» **Material provided**:
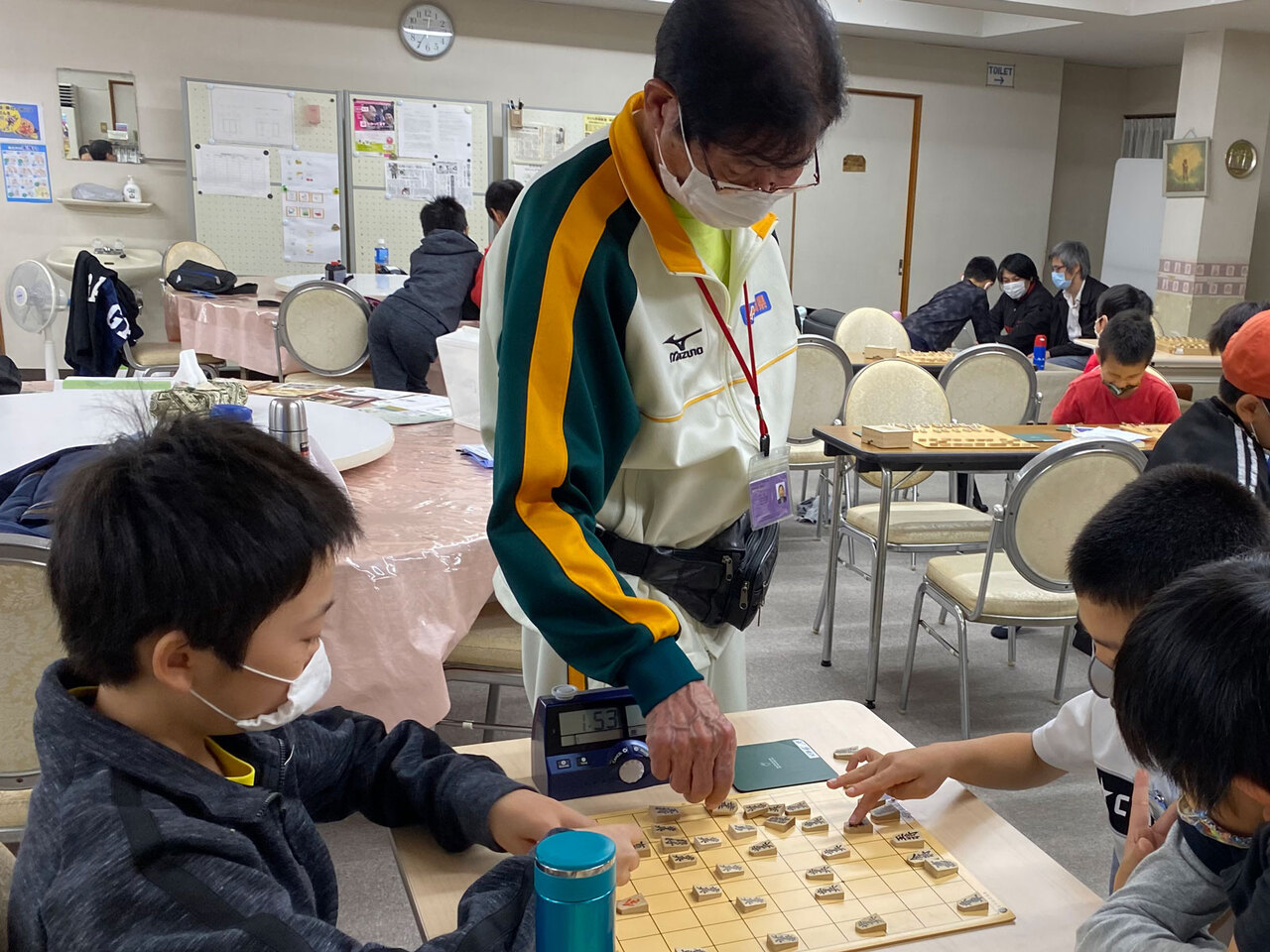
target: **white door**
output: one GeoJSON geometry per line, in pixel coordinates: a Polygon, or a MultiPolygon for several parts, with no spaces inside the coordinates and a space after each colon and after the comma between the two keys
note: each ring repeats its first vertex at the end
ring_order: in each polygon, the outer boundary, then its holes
...
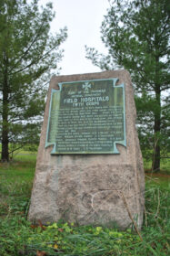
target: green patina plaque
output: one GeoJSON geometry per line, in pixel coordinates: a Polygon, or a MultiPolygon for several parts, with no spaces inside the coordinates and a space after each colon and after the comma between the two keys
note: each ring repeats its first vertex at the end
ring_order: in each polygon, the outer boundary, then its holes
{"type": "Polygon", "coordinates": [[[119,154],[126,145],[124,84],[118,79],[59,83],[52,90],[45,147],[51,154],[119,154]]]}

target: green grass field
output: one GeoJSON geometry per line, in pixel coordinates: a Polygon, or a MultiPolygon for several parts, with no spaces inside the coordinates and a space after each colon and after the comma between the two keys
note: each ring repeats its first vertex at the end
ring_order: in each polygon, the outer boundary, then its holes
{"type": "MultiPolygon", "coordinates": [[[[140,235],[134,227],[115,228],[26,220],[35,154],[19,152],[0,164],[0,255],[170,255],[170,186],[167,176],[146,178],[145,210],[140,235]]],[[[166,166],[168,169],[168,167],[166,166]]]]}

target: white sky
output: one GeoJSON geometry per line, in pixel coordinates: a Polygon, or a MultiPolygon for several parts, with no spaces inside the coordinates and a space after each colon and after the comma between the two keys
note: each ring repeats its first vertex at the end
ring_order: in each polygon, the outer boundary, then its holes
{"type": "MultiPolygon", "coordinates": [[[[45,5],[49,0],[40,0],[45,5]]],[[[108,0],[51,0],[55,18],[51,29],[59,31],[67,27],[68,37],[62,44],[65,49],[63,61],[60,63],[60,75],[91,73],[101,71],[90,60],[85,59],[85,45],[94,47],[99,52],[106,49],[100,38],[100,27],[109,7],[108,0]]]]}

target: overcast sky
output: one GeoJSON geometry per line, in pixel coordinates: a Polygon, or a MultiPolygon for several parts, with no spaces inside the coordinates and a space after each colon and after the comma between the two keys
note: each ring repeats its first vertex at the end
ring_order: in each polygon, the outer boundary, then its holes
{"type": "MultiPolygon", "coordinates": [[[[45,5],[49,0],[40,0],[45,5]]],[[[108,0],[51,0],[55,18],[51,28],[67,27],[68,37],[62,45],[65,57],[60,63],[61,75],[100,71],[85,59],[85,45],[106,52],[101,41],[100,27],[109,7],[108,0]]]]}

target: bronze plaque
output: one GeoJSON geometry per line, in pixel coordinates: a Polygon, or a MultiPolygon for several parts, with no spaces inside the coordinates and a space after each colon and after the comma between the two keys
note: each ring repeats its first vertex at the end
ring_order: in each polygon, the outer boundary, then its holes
...
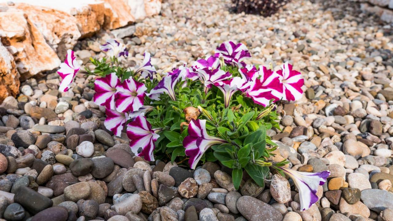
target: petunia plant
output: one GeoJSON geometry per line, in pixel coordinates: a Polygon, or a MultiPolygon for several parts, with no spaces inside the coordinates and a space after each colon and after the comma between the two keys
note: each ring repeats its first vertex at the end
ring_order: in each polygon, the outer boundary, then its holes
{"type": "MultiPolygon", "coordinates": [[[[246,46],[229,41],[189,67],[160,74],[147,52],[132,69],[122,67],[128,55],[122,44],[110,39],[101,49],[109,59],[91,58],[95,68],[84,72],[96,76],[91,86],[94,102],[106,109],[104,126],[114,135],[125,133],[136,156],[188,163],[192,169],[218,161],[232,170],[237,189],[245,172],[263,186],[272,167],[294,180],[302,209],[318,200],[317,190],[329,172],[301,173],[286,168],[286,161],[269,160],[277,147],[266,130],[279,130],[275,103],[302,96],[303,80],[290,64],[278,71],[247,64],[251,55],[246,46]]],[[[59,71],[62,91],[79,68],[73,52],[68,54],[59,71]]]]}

» **Written exercise**:
Collect every line of the entries above that contains the word "plaque".

» **Answer to this problem**:
target: green patina plaque
target: bronze plaque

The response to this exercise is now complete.